* **Your objective**
Filter the items below, copying each line that contains the string "provided". Treat uppercase and lowercase letters as different.
* Start Record extracts *
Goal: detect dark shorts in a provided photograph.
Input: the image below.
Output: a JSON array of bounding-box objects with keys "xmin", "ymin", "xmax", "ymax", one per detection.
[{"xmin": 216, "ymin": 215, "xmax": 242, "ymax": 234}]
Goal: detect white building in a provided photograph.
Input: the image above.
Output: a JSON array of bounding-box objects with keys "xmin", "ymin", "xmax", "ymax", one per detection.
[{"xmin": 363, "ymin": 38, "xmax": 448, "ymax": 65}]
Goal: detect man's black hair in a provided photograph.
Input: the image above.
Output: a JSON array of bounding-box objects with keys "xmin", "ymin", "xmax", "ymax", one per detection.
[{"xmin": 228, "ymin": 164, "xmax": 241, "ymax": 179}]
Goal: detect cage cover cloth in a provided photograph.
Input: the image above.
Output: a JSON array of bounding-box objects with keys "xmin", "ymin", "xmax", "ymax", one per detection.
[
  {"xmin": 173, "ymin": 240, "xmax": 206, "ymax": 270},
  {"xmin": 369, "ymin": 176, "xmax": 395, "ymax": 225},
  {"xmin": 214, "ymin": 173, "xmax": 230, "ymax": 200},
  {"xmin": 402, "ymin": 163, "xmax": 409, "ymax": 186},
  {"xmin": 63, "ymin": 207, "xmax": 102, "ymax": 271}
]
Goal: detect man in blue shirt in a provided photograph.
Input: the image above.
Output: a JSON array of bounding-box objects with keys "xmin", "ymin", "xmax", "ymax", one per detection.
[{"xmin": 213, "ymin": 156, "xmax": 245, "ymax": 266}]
* End Record extracts *
* **Finished task**
Goal: detect dark shorts in a provided photograph.
Goal: detect white building in a provided photograph.
Goal: detect man's black hair in a provided photograph.
Goal: detect cage cover cloth in a provided photograph.
Goal: detect man in blue shirt in a provided photograph.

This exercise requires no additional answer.